[Data Tersimpan]
____________
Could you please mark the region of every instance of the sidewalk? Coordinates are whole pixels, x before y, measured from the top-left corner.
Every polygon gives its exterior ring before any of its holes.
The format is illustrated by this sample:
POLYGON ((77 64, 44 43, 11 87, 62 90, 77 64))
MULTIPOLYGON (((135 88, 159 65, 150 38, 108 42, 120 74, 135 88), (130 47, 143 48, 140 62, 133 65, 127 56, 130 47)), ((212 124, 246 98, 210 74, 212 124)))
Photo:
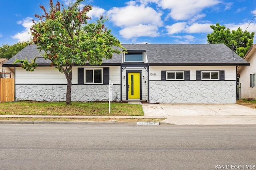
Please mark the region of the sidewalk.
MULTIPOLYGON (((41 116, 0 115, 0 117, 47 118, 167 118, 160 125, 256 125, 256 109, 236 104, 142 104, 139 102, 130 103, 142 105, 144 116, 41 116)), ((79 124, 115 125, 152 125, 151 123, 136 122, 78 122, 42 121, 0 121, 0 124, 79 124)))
____________
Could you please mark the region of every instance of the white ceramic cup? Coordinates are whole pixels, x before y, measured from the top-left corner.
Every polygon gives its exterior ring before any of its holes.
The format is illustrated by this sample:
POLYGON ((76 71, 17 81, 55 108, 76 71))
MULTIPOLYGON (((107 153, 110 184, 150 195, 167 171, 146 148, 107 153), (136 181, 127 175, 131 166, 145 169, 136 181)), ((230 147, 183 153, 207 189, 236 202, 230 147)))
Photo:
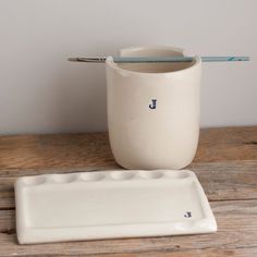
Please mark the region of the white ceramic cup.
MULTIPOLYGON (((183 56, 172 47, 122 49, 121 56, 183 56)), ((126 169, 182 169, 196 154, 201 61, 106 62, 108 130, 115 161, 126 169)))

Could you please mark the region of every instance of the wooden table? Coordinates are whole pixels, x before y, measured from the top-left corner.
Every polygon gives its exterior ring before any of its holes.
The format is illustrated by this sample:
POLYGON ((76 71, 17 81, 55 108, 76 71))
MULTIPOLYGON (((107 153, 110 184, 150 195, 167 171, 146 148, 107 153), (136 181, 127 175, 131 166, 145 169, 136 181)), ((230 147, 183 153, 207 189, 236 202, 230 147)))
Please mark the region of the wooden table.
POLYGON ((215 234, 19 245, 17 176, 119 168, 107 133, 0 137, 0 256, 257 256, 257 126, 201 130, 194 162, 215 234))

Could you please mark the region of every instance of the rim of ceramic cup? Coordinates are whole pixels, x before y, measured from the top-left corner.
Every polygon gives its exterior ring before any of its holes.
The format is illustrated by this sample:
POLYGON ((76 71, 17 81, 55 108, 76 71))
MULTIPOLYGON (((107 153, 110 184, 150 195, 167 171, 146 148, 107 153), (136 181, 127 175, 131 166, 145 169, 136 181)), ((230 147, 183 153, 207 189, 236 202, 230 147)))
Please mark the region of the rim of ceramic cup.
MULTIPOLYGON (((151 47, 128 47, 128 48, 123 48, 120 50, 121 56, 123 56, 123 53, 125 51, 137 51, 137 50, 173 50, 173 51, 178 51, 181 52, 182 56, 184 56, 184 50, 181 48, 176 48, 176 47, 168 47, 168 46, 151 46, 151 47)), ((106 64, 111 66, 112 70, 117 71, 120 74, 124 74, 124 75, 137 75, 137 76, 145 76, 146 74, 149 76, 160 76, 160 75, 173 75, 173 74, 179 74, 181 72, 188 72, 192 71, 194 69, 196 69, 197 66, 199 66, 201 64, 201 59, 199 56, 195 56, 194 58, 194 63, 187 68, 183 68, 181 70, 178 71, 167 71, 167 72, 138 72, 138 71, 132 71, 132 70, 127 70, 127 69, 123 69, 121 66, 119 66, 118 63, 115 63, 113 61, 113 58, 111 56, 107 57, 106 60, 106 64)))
____________
[Yang Harus Dikerjakan] Tulis ulang kata demi kata bagian catatan di atas yang dimulai dari baris berisi "white ceramic cup?" sampai baris berisi "Please mark the region of the white", termasuk kedua baris itu. Gambarnya jangan ikut ditulis.

[Hasil Tugas]
Could you please mark the region of every instance of the white ceramic cup? Coordinates are whole pixels, x before y, measured from the top-left corner.
Every polygon gives its exterior ring before any of its holes.
The format is illustrated by this sample:
POLYGON ((76 71, 17 81, 55 108, 76 71))
MULTIPOLYGON (((107 153, 110 184, 150 195, 167 171, 146 148, 107 153), (136 181, 127 175, 131 166, 145 169, 136 181)), ((230 147, 183 153, 207 189, 236 202, 230 147)))
Photo:
Please mark the region of the white ceramic cup.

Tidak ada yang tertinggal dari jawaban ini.